What the task requires:
Copy the listing below verbatim, omitting every picture from your output.
## BEGIN Data for the task
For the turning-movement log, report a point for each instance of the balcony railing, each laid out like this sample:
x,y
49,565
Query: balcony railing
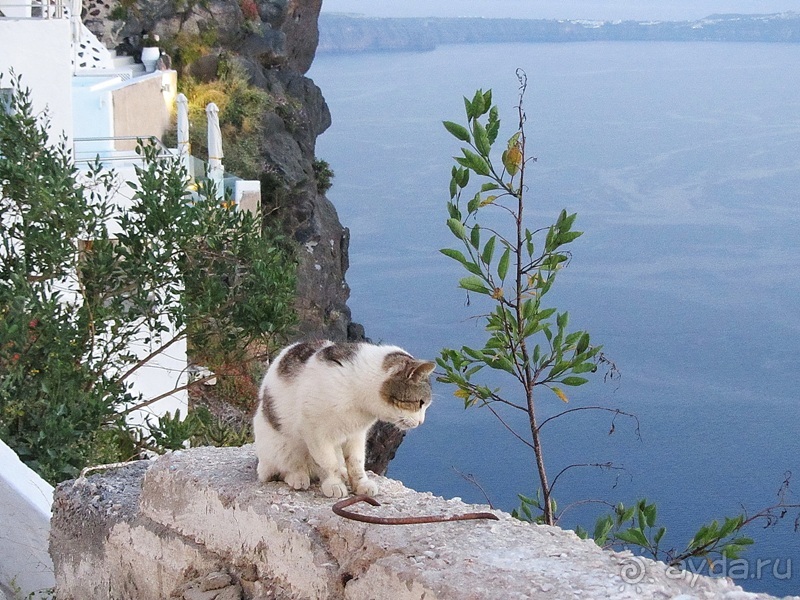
x,y
34,9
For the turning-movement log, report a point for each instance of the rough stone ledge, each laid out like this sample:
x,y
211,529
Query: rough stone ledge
x,y
198,525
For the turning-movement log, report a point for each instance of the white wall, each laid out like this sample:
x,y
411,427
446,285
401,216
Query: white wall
x,y
40,51
25,500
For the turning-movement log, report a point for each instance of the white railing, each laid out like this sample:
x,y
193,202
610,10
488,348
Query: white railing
x,y
34,9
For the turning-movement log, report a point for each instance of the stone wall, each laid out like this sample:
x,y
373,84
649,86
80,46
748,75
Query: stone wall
x,y
197,525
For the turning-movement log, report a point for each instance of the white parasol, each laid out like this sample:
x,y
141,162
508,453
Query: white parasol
x,y
184,147
215,168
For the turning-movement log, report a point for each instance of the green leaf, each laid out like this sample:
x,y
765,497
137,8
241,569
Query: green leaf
x,y
458,229
475,237
650,515
488,250
633,536
469,108
502,266
602,529
583,343
659,534
459,131
478,104
473,283
454,254
474,162
482,140
574,381
474,204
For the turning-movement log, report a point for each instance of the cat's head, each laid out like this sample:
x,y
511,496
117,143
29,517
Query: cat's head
x,y
406,391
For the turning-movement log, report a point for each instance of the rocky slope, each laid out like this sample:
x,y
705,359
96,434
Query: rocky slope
x,y
275,42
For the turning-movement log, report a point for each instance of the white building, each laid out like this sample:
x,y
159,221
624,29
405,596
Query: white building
x,y
101,103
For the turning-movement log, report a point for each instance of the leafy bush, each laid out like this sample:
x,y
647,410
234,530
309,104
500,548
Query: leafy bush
x,y
73,297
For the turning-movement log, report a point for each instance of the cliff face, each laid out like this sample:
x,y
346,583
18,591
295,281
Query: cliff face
x,y
275,42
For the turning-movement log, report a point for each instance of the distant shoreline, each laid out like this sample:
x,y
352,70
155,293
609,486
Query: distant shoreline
x,y
347,33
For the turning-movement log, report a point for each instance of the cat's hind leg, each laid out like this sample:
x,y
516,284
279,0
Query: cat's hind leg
x,y
267,448
328,460
297,466
354,451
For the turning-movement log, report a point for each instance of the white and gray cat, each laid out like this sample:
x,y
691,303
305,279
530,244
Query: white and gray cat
x,y
317,403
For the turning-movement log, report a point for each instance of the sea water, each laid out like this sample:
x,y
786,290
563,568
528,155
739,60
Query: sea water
x,y
683,164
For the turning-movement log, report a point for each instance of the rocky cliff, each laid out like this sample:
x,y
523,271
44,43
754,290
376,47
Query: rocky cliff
x,y
274,41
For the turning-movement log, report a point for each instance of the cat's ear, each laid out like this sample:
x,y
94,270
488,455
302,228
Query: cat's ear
x,y
421,370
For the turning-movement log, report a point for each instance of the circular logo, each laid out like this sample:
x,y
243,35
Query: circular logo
x,y
632,570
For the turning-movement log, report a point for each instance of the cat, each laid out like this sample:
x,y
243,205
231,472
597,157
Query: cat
x,y
317,403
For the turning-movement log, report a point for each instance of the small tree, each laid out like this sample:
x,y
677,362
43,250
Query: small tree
x,y
515,268
74,297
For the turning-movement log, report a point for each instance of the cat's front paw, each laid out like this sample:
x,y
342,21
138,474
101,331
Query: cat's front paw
x,y
366,487
334,488
298,481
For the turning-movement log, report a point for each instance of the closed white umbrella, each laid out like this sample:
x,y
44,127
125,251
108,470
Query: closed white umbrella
x,y
215,168
75,9
184,147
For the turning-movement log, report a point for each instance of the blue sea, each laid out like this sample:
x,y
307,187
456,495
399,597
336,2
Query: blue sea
x,y
683,164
## END Data for the task
Final result:
For the turning-movement log, report a point for each instance of the balcony railing, each laid out like this sample:
x,y
49,565
Query: balcony railing
x,y
34,9
For the turning-movement log, report a point for each instance of the rough stone ledge, each laid out like this sample:
x,y
211,529
Query: rough stone ledge
x,y
198,525
For the turning-movement log, report a point for each instance of the white wall, each laid out like this sample:
x,y
411,427
446,285
401,216
Query: white wall
x,y
40,51
25,500
For the turning-movement log, report a point for each instance of the white railing, each laid out like this sample:
x,y
193,202
610,10
488,348
Query: white railing
x,y
34,9
For the turning-movement log, report a point for each instance of the stone wall, each laid out like this sample:
x,y
373,84
649,86
80,46
748,75
Query: stone wall
x,y
197,525
For the turning-movement log, report a point for each instance of the white parasol, each laid out like this sample:
x,y
141,162
508,453
Query: white parasol
x,y
184,147
215,168
For the turning-movement log, report a point for each instance of the green leaf, each laid out like this sample:
x,y
765,497
137,8
241,569
Query: green leaf
x,y
458,229
475,237
650,515
488,250
633,536
469,108
502,266
602,529
583,343
659,534
459,131
478,104
473,283
454,254
474,162
482,140
574,381
474,204
For the turning-movement log, report a point for each instance of the cat's head, each laid out like this sample:
x,y
511,496
117,143
29,517
Query: cat's head
x,y
406,391
For the turning-movement log, report a point for each instance of the rocky slope, each laid out like this sample:
x,y
705,359
96,434
Query: rocky slope
x,y
275,42
For the turning-movement log, report a point for each instance of the white building, each laid out like this sample:
x,y
159,221
624,29
405,596
Query: white building
x,y
101,103
For the turning-movement log, report a point for each instance of the leafy bush, each laid out like this sample:
x,y
647,410
234,530
309,104
500,548
Query: leafy bush
x,y
73,297
For the turning-movement log, report a point for each instance of the cliff face, each laid out like this sample:
x,y
346,583
18,591
295,281
Query: cliff face
x,y
275,42
For the turning-movement log, report a point for each instance of the distant shoreline, each laid out like this sample:
x,y
352,70
155,293
609,486
Query: distant shoreline
x,y
347,33
For the turning-movement log, report a point for each instance of the cat's hind leg, each laid out like this sample:
x,y
516,284
279,0
Query: cat's hind leg
x,y
267,448
328,460
297,466
354,451
For the turning-movement log, report a point for each instance of the white and gray cat, each laid out like this sample:
x,y
691,303
305,279
530,244
Query: white and gray cat
x,y
317,403
For the turning-movement log, report a point for each instance of the sea water, each laid out like this sample:
x,y
786,290
563,568
528,155
739,60
Query: sea water
x,y
683,164
For the turning-movement log, report a point for each instance of the rocky cliff, each laid out like this sample:
x,y
523,271
44,43
754,290
376,47
Query: rocky cliff
x,y
274,41
For the turning-movement log, report a point for each instance of the cat's ear, each laid out like this sample:
x,y
94,270
488,455
302,228
Query: cat's ear
x,y
421,370
For the turning-movement log, report a point for each instance of the circular logo, each laid out like this sample:
x,y
243,35
Query: circular logo
x,y
632,570
For the turning-movement log, report a point for each instance of the cat, each laid out like this sample:
x,y
243,205
231,472
597,157
Query: cat
x,y
317,403
For the turning-movement log, report a point for each instance of the small tree, each laid out like this sample:
x,y
677,362
43,250
Query: small tree
x,y
515,268
74,297
For the turning-movement log, report a point for each instance of the cat's front paw, each laid out like this sample:
x,y
342,21
138,474
101,331
Query: cat's front paw
x,y
366,487
334,488
298,481
For the turning-movement log, report a point for each instance of the closed white umbrella, each laid out like this sample:
x,y
44,127
125,251
108,470
Query: closed white umbrella
x,y
215,168
75,9
184,147
For the turning-movement log, report a point for each instance of the blue sea, each laid out like this sample:
x,y
307,187
456,495
399,597
336,2
Query: blue sea
x,y
683,164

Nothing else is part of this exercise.